Rewrite the material below, replacing "largest disc" with "largest circle" and keeping every other word unchanged.

[Stored entries]

────

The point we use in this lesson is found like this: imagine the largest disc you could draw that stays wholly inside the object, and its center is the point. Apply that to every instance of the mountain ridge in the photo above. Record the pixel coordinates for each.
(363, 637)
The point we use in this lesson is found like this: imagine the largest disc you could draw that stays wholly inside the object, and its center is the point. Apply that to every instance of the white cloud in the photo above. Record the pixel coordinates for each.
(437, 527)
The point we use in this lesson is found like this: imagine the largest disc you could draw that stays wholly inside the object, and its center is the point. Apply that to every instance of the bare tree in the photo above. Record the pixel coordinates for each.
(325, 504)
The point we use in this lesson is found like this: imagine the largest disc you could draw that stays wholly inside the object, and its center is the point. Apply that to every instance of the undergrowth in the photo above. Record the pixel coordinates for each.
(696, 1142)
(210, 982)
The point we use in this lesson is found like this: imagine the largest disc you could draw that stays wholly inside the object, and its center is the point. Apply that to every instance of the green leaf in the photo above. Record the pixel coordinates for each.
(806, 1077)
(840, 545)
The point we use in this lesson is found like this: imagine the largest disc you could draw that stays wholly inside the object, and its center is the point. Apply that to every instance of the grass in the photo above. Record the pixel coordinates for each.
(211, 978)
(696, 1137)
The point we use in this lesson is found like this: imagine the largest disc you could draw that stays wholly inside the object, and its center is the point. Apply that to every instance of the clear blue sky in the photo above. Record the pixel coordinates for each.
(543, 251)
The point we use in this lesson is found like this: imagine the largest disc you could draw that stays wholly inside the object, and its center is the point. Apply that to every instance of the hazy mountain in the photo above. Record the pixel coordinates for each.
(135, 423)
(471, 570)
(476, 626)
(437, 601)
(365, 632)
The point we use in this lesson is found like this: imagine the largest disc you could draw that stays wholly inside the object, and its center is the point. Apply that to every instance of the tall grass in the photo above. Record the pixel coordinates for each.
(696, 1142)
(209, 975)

────

## [IN RESPONSE]
The point we use in this lesson is found like this: imagine the largest circle you could draw that stays wholly inside the object, and its center is the point. Apply that to every instance of the mountain ridge in the photo above. Record the pixel coordinates for each.
(363, 637)
The point we use in this lesson is found like this: imagine the largest circle you could draw that stays wholly inside the object, and its center is the point. Apply that to every instance of the white cloud in the photo above. Record the pixel coordinates for each.
(437, 527)
The point we use in this lesson is found like this: imagine the largest circle you could draw that stays wholly inside the object, and its center is the point. Apply that to every instance of the bare tree in the photo above. Record the pixel coordinates for each.
(325, 504)
The point we use in this lesson is found like this: imagine the largest circle you could draw that stays wholly inside the object, and its center is the point. Apply that to every instance of the undergrowth in the photo above. Record the pixel coordinates for each.
(696, 1142)
(210, 982)
The point we use in this lesson is found like this: imagine the largest circle you could draw that stays wholly inside the object, and its center is the point. Apply that to every instance of the green leaf in the photo above. Record the pixel coordinates for each.
(806, 1077)
(840, 545)
The point we use in this lesson is found like this: imagine the largest circle you could draw that stays wholly inside the object, and its center is the point. Apply that to every instance of the grass in the photo above. Record the pixel coordinates for each.
(211, 978)
(696, 1137)
The point we use in this lesson is found like this: imagine the largest circle you could draw that stays wholly inside the object, and its center is the point. Apply that to every instance of the clear blue sky in the photo above. Record the pixel coordinates for each.
(543, 251)
The point we use in this lesson is found like this: imagine the largest circle you could draw that stays wholly inside the object, and its center is the point. Apply that to every instance of the hazy mountain in the photo above. Record the pixel coordinates for each.
(135, 423)
(471, 570)
(476, 626)
(437, 601)
(365, 632)
The point we use in this lesson is found like this: imagine the largest circle you could draw that stays wholly inside the object, and its center is the point. Apply that to every instance of the tall grass in the photo above. Record the pixel coordinates for each.
(696, 1142)
(209, 975)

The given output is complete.